**課題内容**
以下の記録をすべて、一字一句変えずに書き写してもらえますか。画像は含めないでください。

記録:
···

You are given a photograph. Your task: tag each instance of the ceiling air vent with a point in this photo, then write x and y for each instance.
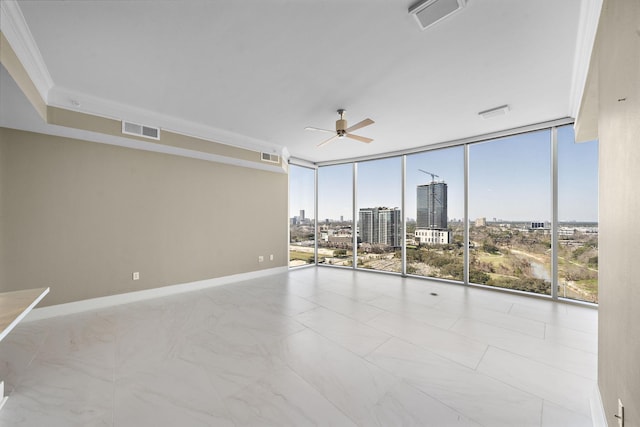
(272, 158)
(140, 130)
(429, 12)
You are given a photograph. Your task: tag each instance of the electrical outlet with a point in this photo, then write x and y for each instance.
(620, 414)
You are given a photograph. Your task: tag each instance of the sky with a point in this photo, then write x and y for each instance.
(509, 179)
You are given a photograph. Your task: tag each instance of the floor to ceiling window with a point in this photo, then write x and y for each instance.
(335, 214)
(301, 216)
(510, 212)
(379, 197)
(577, 217)
(435, 213)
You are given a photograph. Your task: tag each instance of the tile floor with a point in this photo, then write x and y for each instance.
(316, 346)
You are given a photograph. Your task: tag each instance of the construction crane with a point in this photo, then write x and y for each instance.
(433, 175)
(434, 200)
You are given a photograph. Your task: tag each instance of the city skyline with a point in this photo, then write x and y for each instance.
(509, 179)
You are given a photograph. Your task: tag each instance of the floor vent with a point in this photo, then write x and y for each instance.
(140, 130)
(267, 157)
(429, 12)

···

**回答**
You are given a photograph. Your task: tag each instance of the ceiling air vent with a point in this photo, then write x and y for each instance.
(272, 158)
(140, 130)
(429, 12)
You are given a photograph. Your task: tag each instance of the electrical outlet with a point in this photo, then write x and y for each instance.
(620, 414)
You are given a photograph. Your task: tag each instance of the sky with a point in this photo, then write x and y for each instance.
(509, 179)
You are given a photograph. Your task: tag each instance of the floor to ceiling window with a point in this photo, then write x and y for each instance.
(335, 214)
(301, 216)
(510, 212)
(379, 197)
(577, 217)
(435, 213)
You are given a photograph. Your task: tag each instance of the tile floor with a point in this photo, then write x and y for each instance.
(316, 346)
You are given a photograph. Your task: tag each instance of the construction crane with a point in this photo, then write x and y for each instance.
(433, 175)
(434, 200)
You are given a photograph. Your task: tag each instance of the city skyline with a point in this photo, then write x and y for each instance.
(509, 179)
You are given a photograph. Your task: tag each instance of the floor vent with a point in this photo, then write x and y for each instance.
(140, 130)
(267, 157)
(429, 12)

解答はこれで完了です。